## PROBLEM STATEMENT
Give back only the line containing "the smartphone, which" and every line after it through the end of the data below, transcribed exactly.

## DATA SHOWN

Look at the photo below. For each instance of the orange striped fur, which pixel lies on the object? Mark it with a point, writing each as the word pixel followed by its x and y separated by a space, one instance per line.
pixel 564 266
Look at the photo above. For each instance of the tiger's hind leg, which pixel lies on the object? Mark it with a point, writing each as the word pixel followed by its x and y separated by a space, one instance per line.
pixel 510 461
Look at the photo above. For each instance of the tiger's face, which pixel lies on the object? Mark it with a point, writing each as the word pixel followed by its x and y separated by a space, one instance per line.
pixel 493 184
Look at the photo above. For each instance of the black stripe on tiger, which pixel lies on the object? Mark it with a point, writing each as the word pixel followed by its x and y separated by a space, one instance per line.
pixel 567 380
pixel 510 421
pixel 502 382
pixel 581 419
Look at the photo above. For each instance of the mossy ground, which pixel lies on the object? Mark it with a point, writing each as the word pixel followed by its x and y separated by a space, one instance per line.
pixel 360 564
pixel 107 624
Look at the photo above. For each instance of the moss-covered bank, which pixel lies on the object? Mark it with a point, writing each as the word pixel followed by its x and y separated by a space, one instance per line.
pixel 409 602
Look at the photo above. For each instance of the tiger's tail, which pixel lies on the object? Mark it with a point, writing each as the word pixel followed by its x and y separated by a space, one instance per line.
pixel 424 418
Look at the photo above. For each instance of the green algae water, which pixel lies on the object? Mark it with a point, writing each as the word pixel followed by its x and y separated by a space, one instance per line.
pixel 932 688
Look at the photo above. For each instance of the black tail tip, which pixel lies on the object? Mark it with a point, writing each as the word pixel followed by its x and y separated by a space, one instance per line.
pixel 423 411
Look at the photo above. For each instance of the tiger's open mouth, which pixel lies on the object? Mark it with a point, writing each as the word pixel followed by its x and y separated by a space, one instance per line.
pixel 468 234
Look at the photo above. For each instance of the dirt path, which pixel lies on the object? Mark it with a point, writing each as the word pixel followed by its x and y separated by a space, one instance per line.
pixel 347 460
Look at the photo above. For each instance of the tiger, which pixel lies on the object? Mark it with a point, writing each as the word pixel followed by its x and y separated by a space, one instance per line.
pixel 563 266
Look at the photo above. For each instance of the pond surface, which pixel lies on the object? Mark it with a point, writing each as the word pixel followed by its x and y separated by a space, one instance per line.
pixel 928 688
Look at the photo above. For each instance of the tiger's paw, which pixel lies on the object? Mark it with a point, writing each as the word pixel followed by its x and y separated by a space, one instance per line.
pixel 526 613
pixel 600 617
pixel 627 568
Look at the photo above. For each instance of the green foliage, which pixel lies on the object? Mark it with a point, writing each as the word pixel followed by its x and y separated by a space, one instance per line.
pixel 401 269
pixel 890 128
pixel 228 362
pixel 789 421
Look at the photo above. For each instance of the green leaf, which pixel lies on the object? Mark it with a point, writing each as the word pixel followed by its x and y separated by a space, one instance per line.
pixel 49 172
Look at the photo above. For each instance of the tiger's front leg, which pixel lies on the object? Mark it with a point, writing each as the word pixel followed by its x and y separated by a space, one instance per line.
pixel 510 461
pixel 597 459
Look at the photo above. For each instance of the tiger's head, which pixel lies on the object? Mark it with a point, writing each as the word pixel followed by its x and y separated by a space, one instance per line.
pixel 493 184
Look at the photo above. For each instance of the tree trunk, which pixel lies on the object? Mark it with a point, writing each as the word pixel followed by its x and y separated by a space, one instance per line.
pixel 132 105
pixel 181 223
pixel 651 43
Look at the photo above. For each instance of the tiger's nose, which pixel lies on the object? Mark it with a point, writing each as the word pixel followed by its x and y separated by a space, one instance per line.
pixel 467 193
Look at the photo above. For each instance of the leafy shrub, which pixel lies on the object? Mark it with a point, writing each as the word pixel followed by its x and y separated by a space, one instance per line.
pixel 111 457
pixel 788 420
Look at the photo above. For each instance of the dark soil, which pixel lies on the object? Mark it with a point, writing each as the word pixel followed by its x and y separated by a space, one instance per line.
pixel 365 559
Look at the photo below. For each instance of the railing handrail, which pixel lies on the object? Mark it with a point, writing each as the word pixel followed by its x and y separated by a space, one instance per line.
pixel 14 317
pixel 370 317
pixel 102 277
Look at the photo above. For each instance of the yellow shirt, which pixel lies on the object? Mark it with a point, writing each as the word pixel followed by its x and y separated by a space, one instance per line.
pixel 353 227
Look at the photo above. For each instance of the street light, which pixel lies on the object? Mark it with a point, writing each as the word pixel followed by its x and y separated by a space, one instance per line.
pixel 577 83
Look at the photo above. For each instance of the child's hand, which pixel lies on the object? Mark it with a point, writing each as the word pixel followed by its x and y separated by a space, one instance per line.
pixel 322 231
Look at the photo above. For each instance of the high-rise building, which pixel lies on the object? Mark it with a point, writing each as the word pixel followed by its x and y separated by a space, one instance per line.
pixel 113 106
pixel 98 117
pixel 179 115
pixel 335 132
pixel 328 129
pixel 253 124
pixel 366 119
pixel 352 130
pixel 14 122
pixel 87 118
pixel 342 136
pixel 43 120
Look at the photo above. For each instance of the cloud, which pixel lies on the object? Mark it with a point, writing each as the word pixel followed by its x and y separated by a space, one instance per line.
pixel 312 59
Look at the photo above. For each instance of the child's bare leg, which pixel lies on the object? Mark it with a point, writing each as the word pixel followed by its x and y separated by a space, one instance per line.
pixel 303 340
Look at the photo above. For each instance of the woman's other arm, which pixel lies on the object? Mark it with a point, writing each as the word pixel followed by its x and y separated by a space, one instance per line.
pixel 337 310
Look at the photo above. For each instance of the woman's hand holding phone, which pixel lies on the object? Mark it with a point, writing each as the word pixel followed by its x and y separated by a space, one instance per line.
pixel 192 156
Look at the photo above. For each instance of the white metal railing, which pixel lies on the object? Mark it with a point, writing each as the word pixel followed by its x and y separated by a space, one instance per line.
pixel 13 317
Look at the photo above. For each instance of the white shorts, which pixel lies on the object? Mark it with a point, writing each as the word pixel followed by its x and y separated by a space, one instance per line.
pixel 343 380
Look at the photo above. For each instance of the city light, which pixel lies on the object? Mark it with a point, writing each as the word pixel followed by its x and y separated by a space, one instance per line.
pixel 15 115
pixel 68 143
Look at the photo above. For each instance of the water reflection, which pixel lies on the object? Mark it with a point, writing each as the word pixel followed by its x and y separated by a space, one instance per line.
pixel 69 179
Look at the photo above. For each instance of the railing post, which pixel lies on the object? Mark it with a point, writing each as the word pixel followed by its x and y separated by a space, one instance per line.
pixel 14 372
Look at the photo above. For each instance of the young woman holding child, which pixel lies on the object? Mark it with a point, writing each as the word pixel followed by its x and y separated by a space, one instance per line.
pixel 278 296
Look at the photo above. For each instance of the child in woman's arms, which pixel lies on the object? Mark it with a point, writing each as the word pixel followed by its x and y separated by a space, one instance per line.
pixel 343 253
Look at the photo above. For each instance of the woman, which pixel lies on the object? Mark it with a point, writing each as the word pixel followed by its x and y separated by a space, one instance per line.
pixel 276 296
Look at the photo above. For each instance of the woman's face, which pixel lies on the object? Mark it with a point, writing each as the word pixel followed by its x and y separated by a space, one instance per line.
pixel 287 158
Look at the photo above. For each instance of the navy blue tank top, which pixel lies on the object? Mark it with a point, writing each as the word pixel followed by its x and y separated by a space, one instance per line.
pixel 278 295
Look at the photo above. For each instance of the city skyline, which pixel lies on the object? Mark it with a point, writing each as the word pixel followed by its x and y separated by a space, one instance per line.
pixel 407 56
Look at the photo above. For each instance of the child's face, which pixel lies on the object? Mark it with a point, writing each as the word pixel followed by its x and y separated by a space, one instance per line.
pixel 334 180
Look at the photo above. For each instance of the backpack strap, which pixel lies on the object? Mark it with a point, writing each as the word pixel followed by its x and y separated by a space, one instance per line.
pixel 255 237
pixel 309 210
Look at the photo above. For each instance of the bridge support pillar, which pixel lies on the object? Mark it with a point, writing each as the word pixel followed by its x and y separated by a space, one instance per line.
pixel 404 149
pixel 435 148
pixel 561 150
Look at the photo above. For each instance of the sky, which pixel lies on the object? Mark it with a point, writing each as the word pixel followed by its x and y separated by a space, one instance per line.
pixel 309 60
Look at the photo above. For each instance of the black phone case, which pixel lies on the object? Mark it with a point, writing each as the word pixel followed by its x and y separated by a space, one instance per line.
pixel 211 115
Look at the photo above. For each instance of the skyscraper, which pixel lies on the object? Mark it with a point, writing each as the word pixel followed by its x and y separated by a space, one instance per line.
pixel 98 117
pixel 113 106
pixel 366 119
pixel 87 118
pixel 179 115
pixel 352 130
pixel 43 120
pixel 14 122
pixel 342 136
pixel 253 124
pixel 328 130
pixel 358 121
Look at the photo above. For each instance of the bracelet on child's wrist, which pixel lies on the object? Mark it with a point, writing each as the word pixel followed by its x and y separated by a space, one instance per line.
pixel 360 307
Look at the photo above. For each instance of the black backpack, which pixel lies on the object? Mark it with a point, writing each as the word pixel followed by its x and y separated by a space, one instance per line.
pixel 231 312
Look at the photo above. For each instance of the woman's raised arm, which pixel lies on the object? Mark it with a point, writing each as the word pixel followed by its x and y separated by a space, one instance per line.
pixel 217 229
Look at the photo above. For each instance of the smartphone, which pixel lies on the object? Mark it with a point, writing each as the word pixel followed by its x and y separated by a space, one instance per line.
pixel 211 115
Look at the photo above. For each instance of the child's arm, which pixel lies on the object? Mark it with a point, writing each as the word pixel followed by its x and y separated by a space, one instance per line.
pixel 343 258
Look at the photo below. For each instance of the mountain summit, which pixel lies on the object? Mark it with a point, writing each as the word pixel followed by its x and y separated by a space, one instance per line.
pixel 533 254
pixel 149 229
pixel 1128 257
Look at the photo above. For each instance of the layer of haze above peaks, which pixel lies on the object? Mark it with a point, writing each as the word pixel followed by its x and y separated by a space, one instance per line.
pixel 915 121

## TASK ANSWER
Look at the photo above. For each instance of the smartphone, which pixel lies on the object? Mark it with a point, writing each as the word pixel followed by its x and y separated by a space, one instance per line.
pixel 211 115
Look at the photo above. For each instance of the child's arm, which pixel lies on the object? Mark it with a point, writing each as the word pixel followed by its x and y separated by a space, one instance per line.
pixel 343 258
Look at the photo below. For each instance of the mountain summit, which pixel lies on the object? Mark it with a point, writing each as the word pixel followed by its x and y separated by a space, one instance per line.
pixel 533 254
pixel 149 229
pixel 1128 257
Look at the photo above. For each instance of the layer of haze above peaks, which pixel lies on the object? Mark it with a point, writing each as the word pixel followed by its x and y separated by a space, one instance per line.
pixel 915 121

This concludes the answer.